(WORK INSTRUCTION):
Once the pictures are set aside, copy everything else in the records exactly.

(RECORDS FOR PROCESSING):
::::::

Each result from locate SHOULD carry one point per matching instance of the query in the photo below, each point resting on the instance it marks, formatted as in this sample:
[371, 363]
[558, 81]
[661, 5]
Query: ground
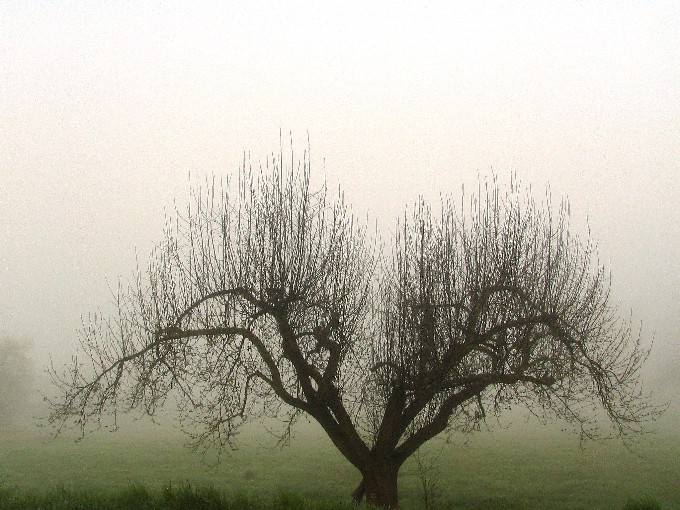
[526, 468]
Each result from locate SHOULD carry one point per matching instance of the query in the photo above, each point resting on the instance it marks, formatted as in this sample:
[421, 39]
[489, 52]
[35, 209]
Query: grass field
[511, 469]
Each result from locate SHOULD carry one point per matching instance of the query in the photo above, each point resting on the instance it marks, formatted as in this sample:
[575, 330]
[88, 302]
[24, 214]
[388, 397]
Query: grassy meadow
[504, 469]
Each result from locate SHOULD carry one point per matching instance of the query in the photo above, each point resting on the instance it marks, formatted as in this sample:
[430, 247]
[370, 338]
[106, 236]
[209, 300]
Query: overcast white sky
[107, 107]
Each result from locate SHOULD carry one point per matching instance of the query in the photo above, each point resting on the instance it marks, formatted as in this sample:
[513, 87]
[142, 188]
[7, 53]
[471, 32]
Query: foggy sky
[108, 113]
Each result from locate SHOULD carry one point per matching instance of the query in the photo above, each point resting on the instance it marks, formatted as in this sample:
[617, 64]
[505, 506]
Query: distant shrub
[186, 496]
[643, 504]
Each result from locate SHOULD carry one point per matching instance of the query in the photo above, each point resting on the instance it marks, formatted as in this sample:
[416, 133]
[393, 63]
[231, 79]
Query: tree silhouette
[268, 299]
[16, 380]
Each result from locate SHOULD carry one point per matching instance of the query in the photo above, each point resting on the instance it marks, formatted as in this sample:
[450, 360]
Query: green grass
[501, 470]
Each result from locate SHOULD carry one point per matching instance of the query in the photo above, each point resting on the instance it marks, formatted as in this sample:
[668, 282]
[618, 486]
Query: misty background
[109, 114]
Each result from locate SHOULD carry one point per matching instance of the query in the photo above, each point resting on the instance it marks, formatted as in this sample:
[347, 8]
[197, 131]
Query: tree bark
[379, 486]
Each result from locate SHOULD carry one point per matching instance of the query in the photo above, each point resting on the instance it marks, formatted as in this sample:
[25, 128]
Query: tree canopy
[267, 298]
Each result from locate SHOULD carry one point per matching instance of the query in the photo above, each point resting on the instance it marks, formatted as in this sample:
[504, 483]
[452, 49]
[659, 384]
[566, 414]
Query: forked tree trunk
[379, 486]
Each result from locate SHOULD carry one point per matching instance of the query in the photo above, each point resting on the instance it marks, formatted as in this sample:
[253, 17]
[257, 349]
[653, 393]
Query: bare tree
[271, 301]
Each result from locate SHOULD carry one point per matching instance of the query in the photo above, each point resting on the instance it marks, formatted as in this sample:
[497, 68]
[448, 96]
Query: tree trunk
[379, 486]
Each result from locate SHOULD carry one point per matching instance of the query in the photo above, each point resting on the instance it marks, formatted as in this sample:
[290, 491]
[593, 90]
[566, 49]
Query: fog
[110, 113]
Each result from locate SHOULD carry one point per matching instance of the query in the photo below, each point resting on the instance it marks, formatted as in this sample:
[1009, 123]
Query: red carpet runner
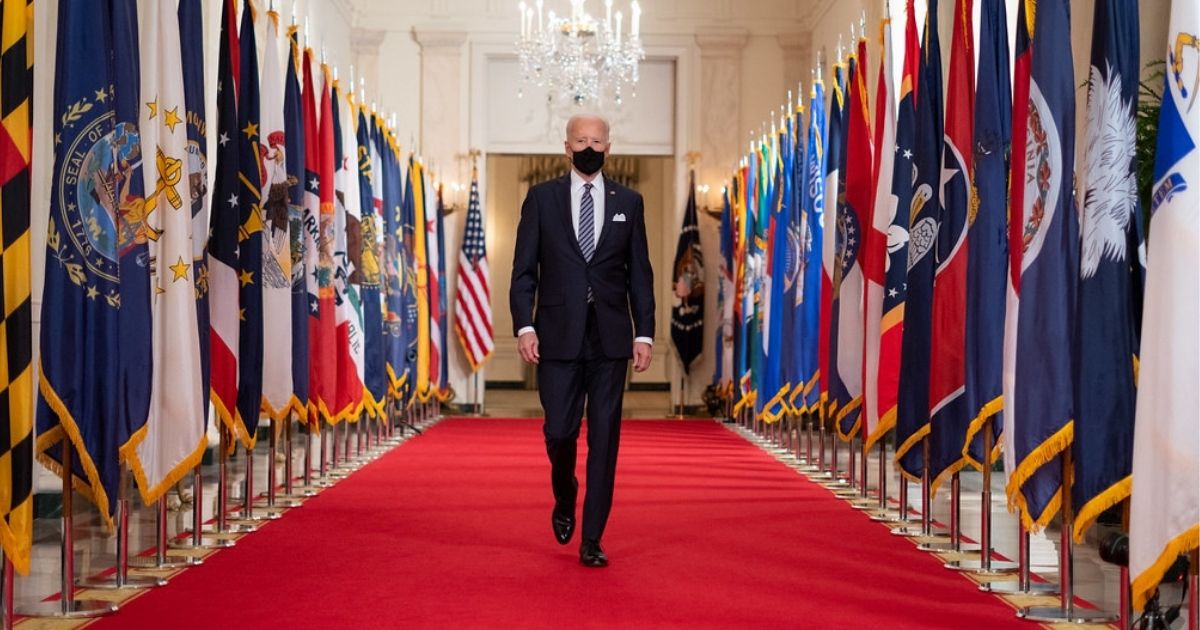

::::::

(TASK RESULT):
Each result from locate SHOULD carry one point per matching instance of the query in the photo below, each point resting on the instance it marks, formatted as in this sample:
[371, 363]
[558, 81]
[661, 5]
Query: ground
[526, 468]
Each result from locate SHOULD carry one point per matching instance of the query in the photo above, each point resting on the instance it marks, formatted as in this sample:
[421, 39]
[489, 52]
[35, 209]
Query: grass field
[511, 469]
Each result from locate SHOULD carry one point per matching instance of the query in the photo above, each point resting on the instance it marks, formatted as in this sample:
[575, 330]
[88, 302]
[24, 214]
[388, 397]
Query: grassy meadow
[504, 469]
Each result from locate SHOULD carry one point per matching instance of the query in the photo above, each point resting on the instance it marks, formatted as in this sample:
[430, 247]
[370, 338]
[106, 236]
[209, 300]
Query: overcast white sky
[107, 107]
Each result from locate SHOULD carry one point per matching instance of the query in the photo above, each point resting on the instance it marks, formatted as in this sample:
[513, 87]
[142, 188]
[7, 53]
[471, 32]
Query: foggy sky
[108, 113]
Each result from locate SHOULD carry one point per matching instance of the query in the photo above, each point resting on the instance it marks, formatted as in this sample:
[617, 64]
[505, 506]
Query: distant shrub
[186, 496]
[643, 504]
Each result from locate SHOULD carry one point per matching instance of the query in the photo above, each point resting on the instance it marks, formatted as in this sample:
[416, 133]
[393, 63]
[231, 79]
Query: tree silhouette
[268, 299]
[16, 380]
Each result from locate SHOULD carry one point per matching instance of the query in the photo above, each point resting on the instance it marks, formatted as in this sample:
[450, 360]
Query: green grass
[501, 470]
Each result from locate SHOULD carry one point per matching instance of the query in the photo above, each point resting on the instance it marks, formatted as in this sample:
[668, 282]
[618, 486]
Query: misty background
[109, 114]
Each result from locate SHOULD carry one point per matching instance of the query in the photo above, each point resting on the instance it marks, formatted as in this sample:
[347, 8]
[197, 131]
Query: tree bark
[379, 486]
Each result from locate SHOULD carry one point per matching instance of the query in the photo above, each point resting on the instance it marks, formatted as in this sample:
[25, 128]
Query: tree canopy
[267, 298]
Each result from locate SHOULD carry one point per matching instance of the query in the photo above, each point resting on the instance it marks, formatted as in this sample:
[504, 483]
[452, 49]
[659, 384]
[566, 414]
Query: forked tree trunk
[379, 486]
Each result from locate SHOULD carry one point per matching instance of the query in the photo above, each point resting on the instance it marks, formatted as in this sample:
[253, 17]
[257, 349]
[653, 393]
Query: bare tree
[271, 301]
Each result from locate SHOULD carry one point per matching instance of the query in the photo above, each point resting on the instance it marks, formatted as in this sample:
[497, 68]
[448, 96]
Query: tree trunk
[379, 486]
Each result from locate SHOULD carry one point per matching instance of the query in the photo above, each point resting on the instance it marks, formatted as in this sample:
[290, 491]
[593, 90]
[566, 49]
Query: fog
[110, 113]
Each result from locate SHOULD carry one point per matching instance of the query in the photo below, each point resting on the instance it marks, formatted as in this sample:
[1009, 123]
Query: red carpet runner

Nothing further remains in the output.